» **PASSAGE TO READ**
Content starts
Regardless of the obvious affordances and limitations of the app itself, there is always already an imperative, a demand to type, for example, "I must enter the string that is my password in order to receive my messages" (Baldwin, 2015, p. 9). While most users assume a degree of autonomy and freedom in their communication, the micro-layers of control informing features and interfaces are always already guiding the user to conform to some kind of pre-existing or pre-designed form of relationality, such as the correctness of Word processing autocorrect functions. In other words, the logic at work behind the overlapping layered demands presented through the technological interfaces is "not just the control of touch but rather a technical and social program for the adjustment of sensibility as a whole, including proprioceptive awareness, the body's internal sense of its own position and movement relative to the outside world" (Bogard, 2007). As users become more immersed through haptic gestures, "capitalism's modes of desire and anxiety are inscribed in bodies as processes wherein devices and their users have become increasingly adaptive to each other" (Biddle, 2013). In the case of Tinder, the delicate mix of a precise index movement, a decryption of the photograph, and a consciousness of being located and subject to the moods of those in the vicinity creates the tension between desire and anxiety that Biddle describes.

Other issues arise when users are unsure how the app works or when the protocols or structure of the app is changed without notice. After Tinder developers provided privileges based on subscriptions, the standard free model began to limit matches. For instance, during an interview, while simultaneously tindering, both interviewer and interviewee decided to check whether they had the same number of propositions (profiles presented/offered) by setting the

same parameters of sex, age, and distance. Interestingly, while in the same physical place, they received different propositions. This brief experiment indicated first that the algorithm initially favored proposing candidates with whom one had a common link. But why did one of them have many more propositions than the other? Repetition of the experiment indicated the frequency of use and the quantity of propositions might be inversely proportional (both had Tindered in that location before). Tinder claims that its algorithm tailors itself to users depending on their past use. It won't reveal what the algorithm's criteria are, but our example supports the claim.

The app's algorithms function to decrease the number of viewable profiles, as its use increases. Unless a user pays for Tinder Plus, only 20 consecutive right (positive) swipes are available. As one swipes, the number of potential Tinder-matched candidates gets used up. For example, Tinder might show users that no matches are nearby, when in fact there are other users in the area but Tinder does not offer them. Once a user's metaphorical tank is empty, a period of waiting is enforced until the swipe tank is re-filled and the user can recommence swiping. All interviewees knew that by changing the settings from "searching men and women" to "searching only men" or "searching only women," a new cache of profiles became available. Most participants admitted to refreshing the available number of profiles this way only occasionally because "Tindering time spent is usually around some minutes, and the proposition of available possible matches is usually more than the tindering time I devote" (F2). However, "when my number of swipes finishes, and I really want to continue swiping, I change my settings and then another collection of would-be-matchers appears" (F2).
Content ends
» **TASK GOAL**
Answer these questions using the passage about Tinder:
1. Without paying for Tinder Plus, how many consecutive right swipes does a user get?
2. According to Tinder, what does its algorithm tailor itself to?
3. What settings change did all interviewees know would make a new cache of profiles available?
Rely only on the passage about Tinder for the answers.

(Photo-based referring expression data)
Content starts
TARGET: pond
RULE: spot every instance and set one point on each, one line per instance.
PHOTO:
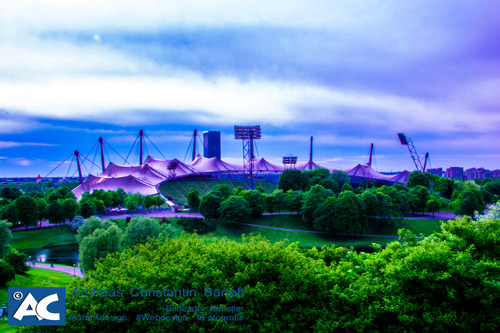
(63, 254)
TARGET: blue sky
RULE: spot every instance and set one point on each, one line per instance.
(348, 73)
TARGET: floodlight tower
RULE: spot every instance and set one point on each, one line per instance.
(247, 134)
(141, 134)
(289, 162)
(77, 154)
(406, 141)
(101, 142)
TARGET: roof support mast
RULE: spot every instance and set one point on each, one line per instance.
(310, 151)
(194, 143)
(369, 164)
(77, 154)
(101, 142)
(141, 134)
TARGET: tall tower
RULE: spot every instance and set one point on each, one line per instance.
(211, 144)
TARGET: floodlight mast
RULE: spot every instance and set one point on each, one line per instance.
(141, 134)
(77, 154)
(247, 134)
(289, 162)
(406, 141)
(101, 142)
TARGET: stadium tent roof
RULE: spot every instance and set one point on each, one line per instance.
(261, 165)
(401, 177)
(365, 171)
(142, 172)
(203, 164)
(162, 166)
(128, 184)
(310, 165)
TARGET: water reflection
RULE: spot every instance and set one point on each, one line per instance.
(64, 254)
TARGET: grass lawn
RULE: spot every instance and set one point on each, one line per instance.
(44, 237)
(35, 277)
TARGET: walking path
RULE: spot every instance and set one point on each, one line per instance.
(65, 269)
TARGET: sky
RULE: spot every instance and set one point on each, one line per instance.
(348, 73)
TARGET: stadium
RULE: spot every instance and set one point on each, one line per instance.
(173, 179)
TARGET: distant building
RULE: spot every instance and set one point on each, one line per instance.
(211, 144)
(455, 173)
(437, 172)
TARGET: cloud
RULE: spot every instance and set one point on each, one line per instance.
(12, 144)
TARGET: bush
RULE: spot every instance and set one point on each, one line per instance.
(6, 273)
(192, 224)
(17, 260)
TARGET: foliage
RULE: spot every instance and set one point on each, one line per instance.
(6, 273)
(278, 283)
(418, 178)
(91, 224)
(99, 244)
(5, 236)
(235, 208)
(77, 222)
(256, 200)
(209, 205)
(87, 209)
(469, 201)
(292, 179)
(70, 208)
(345, 214)
(294, 200)
(194, 199)
(192, 224)
(16, 260)
(312, 200)
(225, 190)
(140, 229)
(340, 177)
(55, 213)
(28, 210)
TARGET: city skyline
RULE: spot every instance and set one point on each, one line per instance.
(347, 74)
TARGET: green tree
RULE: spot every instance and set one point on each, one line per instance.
(194, 199)
(5, 236)
(418, 178)
(148, 201)
(70, 208)
(292, 179)
(158, 201)
(55, 213)
(235, 208)
(345, 214)
(468, 202)
(294, 200)
(99, 244)
(346, 187)
(28, 210)
(209, 205)
(340, 177)
(312, 200)
(256, 200)
(91, 224)
(422, 195)
(278, 282)
(140, 229)
(225, 190)
(87, 209)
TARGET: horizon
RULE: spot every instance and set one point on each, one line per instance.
(348, 74)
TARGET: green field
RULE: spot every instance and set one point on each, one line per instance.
(35, 277)
(44, 237)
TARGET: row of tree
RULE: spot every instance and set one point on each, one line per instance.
(445, 282)
(328, 203)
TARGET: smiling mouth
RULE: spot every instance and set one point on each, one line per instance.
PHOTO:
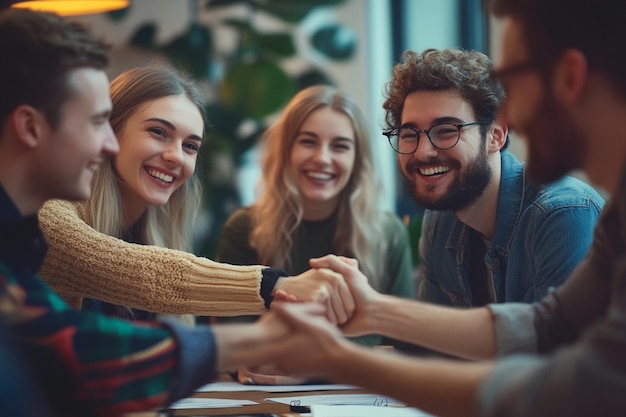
(320, 176)
(437, 170)
(160, 176)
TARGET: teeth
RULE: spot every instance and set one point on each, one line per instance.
(319, 175)
(434, 170)
(163, 177)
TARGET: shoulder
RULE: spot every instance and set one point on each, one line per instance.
(57, 209)
(569, 193)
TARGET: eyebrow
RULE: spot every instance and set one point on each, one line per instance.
(171, 126)
(103, 114)
(439, 120)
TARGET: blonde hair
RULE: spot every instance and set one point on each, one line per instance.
(278, 210)
(104, 210)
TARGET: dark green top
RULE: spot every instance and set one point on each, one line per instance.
(313, 239)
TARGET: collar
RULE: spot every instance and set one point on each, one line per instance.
(510, 199)
(22, 245)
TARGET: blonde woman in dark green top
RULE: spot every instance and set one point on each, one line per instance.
(318, 195)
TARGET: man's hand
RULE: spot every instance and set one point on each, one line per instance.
(306, 350)
(363, 321)
(322, 286)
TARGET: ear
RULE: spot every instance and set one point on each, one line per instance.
(29, 124)
(496, 135)
(570, 76)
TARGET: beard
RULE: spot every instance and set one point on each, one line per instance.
(464, 190)
(554, 146)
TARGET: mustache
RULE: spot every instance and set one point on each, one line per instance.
(415, 165)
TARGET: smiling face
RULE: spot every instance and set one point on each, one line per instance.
(448, 179)
(159, 146)
(555, 145)
(322, 159)
(77, 147)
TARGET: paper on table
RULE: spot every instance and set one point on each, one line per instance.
(365, 411)
(237, 387)
(339, 399)
(209, 403)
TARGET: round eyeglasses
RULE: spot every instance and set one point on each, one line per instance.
(442, 136)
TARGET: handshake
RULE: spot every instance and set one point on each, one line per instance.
(308, 319)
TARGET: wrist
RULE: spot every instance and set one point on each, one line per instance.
(381, 311)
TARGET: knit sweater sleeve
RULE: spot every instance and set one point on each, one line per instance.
(82, 262)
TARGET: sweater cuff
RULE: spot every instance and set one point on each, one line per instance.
(269, 277)
(197, 358)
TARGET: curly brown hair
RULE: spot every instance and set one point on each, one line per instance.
(468, 72)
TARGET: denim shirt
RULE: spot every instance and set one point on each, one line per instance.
(541, 233)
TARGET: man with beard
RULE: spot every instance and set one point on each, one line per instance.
(565, 80)
(488, 234)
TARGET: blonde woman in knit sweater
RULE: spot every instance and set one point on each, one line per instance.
(127, 245)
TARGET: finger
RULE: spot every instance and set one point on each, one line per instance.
(331, 316)
(282, 295)
(347, 300)
(300, 316)
(350, 261)
(342, 312)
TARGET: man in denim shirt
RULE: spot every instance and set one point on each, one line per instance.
(488, 234)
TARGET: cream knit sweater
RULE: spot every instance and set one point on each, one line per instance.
(82, 262)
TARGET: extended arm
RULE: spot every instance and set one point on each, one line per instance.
(431, 326)
(83, 262)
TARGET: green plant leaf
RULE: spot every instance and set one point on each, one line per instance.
(144, 36)
(258, 88)
(191, 51)
(334, 41)
(280, 44)
(313, 77)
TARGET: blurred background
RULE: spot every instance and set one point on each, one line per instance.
(252, 56)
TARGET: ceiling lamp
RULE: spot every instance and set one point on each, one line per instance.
(73, 7)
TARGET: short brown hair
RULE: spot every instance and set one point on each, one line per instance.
(37, 51)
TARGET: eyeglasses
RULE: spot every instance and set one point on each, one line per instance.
(442, 136)
(500, 74)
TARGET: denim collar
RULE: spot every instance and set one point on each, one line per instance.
(510, 201)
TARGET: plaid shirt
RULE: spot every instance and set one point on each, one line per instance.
(88, 364)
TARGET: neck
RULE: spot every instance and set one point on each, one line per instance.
(481, 214)
(132, 208)
(27, 195)
(319, 211)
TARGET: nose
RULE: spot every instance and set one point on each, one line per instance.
(424, 147)
(322, 154)
(110, 146)
(173, 153)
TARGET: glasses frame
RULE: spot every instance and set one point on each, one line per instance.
(394, 132)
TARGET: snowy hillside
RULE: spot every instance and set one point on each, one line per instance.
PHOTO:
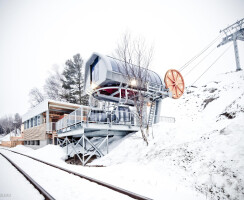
(203, 150)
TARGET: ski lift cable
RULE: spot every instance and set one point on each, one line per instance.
(212, 64)
(196, 56)
(200, 61)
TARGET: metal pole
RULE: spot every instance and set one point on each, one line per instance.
(83, 142)
(238, 68)
(107, 141)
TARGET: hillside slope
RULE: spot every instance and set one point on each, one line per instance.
(203, 150)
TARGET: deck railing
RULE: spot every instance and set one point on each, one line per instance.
(87, 115)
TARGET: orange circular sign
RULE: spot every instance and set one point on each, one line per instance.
(175, 83)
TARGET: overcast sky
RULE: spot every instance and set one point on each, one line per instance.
(35, 35)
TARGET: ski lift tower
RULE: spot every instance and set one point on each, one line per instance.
(233, 33)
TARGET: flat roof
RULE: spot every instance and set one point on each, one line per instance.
(44, 106)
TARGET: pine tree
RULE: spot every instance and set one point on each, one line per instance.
(73, 81)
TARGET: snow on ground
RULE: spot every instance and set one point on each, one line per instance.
(60, 184)
(14, 185)
(5, 138)
(201, 156)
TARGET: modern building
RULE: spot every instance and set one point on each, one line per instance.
(39, 123)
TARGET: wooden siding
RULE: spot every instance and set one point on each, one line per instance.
(35, 133)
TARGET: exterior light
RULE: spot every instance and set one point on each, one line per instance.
(133, 82)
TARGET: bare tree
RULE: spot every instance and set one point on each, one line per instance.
(7, 124)
(35, 96)
(53, 85)
(136, 57)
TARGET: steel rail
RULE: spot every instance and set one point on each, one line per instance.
(112, 187)
(43, 192)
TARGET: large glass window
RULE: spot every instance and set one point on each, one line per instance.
(95, 71)
(38, 120)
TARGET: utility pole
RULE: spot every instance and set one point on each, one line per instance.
(233, 33)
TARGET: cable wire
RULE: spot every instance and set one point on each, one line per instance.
(211, 64)
(196, 56)
(200, 61)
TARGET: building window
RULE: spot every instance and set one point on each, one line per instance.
(38, 120)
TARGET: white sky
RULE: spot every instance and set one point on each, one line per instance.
(35, 35)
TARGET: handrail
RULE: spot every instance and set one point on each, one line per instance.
(87, 115)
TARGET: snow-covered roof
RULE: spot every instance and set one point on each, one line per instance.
(43, 107)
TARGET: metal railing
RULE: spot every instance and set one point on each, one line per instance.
(88, 115)
(51, 126)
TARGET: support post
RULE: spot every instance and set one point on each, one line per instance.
(107, 141)
(83, 153)
(238, 68)
(47, 120)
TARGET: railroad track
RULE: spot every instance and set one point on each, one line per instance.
(48, 196)
(43, 192)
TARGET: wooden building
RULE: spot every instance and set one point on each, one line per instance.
(38, 128)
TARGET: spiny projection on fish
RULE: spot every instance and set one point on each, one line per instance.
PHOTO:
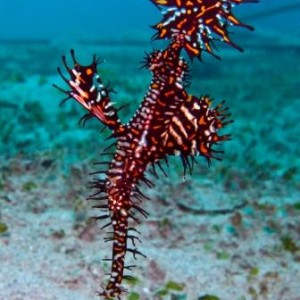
Content ends
» **RESULT FOR THIS EXERCISE**
1. 20 consecutive right swipes.
2. Users' past use.
3. Changing the settings from "searching men and women" to "searching only men" or "searching only women."